#### Instructions for the task:
Here are some records; quote them exactly, leaving out the pictures.
--- START OF Dataset content ---
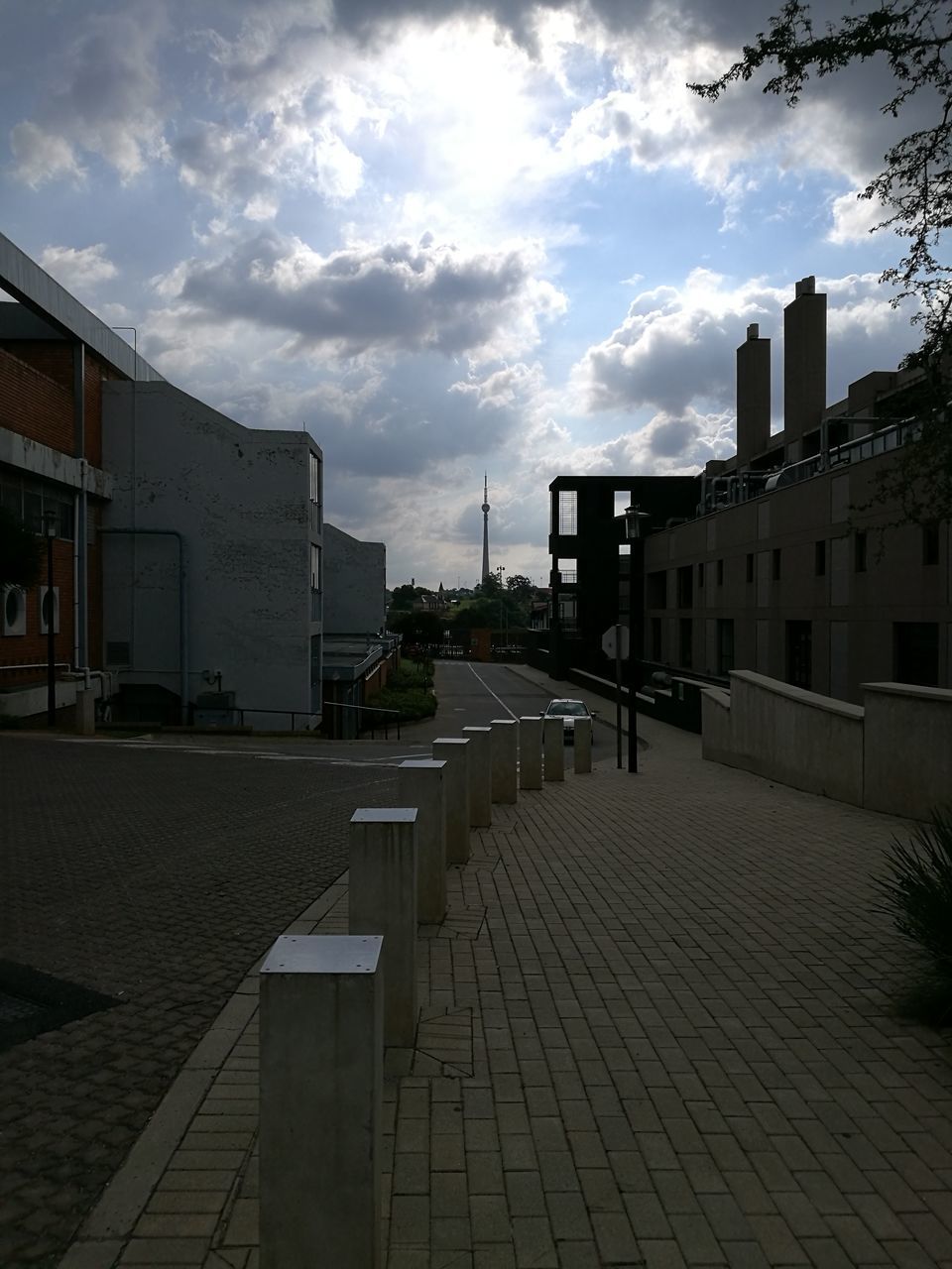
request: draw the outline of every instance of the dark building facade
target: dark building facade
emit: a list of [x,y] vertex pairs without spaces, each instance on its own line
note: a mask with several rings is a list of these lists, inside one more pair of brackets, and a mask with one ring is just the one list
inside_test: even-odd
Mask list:
[[702,680],[745,669],[852,702],[869,681],[952,685],[949,525],[896,525],[877,501],[877,472],[918,433],[915,374],[872,372],[824,407],[825,340],[826,297],[803,278],[784,311],[782,431],[769,430],[770,343],[750,326],[734,458],[693,477],[553,481],[553,670],[611,674],[600,638],[630,617],[616,519],[630,490],[652,513],[636,547],[641,681],[659,666]]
--- END OF Dataset content ---
#### Problem solution:
request: draw the outline of every instance of the dark building facade
target: dark building facade
emit: a list of [x,y] vertex pairs without spaces, each instance on its own line
note: a mask with several rings is a list of these lists, inside one more pair of brackets, and a mask with one ring is just the one list
inside_test: even-odd
Mask list:
[[702,680],[745,669],[852,702],[869,681],[952,685],[949,525],[896,525],[877,501],[877,472],[918,433],[915,374],[872,372],[824,407],[825,340],[826,297],[803,278],[784,311],[782,431],[769,430],[770,343],[750,326],[734,458],[693,477],[553,481],[553,670],[611,674],[600,638],[630,617],[616,519],[630,490],[652,513],[636,547],[641,681],[659,666]]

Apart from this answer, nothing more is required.